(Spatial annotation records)
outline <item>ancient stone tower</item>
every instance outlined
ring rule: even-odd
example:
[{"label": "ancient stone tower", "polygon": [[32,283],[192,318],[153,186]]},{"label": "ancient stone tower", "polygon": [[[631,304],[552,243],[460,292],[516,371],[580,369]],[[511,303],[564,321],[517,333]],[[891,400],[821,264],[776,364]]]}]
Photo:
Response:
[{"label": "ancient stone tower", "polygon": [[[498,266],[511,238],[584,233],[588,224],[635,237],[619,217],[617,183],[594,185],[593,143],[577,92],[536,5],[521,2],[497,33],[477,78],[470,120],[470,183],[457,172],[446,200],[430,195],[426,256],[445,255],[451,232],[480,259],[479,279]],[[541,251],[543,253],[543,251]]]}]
--
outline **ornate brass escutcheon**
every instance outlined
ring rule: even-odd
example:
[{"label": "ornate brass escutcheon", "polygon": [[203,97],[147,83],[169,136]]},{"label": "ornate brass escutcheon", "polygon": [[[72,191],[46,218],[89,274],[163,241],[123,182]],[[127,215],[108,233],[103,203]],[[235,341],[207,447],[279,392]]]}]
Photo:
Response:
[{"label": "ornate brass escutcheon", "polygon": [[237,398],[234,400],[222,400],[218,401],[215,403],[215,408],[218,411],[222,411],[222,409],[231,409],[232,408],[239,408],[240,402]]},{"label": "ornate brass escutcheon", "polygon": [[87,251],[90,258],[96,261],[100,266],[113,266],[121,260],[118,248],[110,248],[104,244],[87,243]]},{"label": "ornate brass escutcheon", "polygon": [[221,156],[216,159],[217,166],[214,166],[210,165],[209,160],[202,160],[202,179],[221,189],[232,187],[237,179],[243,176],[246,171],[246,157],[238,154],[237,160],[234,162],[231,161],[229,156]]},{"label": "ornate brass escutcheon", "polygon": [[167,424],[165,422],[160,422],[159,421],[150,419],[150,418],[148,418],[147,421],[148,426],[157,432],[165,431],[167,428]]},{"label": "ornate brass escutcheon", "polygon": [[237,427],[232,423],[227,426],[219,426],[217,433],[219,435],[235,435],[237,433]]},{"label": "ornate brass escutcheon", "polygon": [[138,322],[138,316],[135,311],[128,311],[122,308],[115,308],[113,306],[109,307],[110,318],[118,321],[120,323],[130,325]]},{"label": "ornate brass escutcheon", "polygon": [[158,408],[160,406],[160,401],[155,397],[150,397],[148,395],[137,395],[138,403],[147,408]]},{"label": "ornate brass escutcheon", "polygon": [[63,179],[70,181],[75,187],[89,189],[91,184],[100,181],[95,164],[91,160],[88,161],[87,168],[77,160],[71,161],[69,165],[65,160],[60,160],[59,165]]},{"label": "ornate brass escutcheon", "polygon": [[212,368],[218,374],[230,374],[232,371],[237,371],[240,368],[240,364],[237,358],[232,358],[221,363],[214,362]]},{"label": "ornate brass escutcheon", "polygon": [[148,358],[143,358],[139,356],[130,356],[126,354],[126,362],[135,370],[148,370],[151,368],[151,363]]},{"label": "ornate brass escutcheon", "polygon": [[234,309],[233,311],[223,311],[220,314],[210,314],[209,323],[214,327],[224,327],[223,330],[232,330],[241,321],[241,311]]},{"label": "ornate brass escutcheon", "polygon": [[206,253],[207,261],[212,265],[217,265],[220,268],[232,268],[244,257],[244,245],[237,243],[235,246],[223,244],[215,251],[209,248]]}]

What is being asked — Report every line of the data above that contains the word "stone", copying each such line in full.

Worked solution —
outline <item>ancient stone tower</item>
[{"label": "ancient stone tower", "polygon": [[32,283],[192,318],[153,186]]},{"label": "ancient stone tower", "polygon": [[[631,304],[552,243],[460,292],[516,371],[580,369]],[[511,303],[564,321],[517,333]],[[891,400],[821,264],[776,364]]]}]
[{"label": "ancient stone tower", "polygon": [[[498,266],[511,238],[584,233],[588,224],[635,237],[619,217],[617,183],[594,185],[593,143],[577,92],[536,5],[521,2],[497,33],[477,78],[470,120],[470,183],[457,172],[446,200],[430,195],[426,256],[445,255],[451,232],[480,259],[479,279]],[[541,251],[543,253],[543,251]]]}]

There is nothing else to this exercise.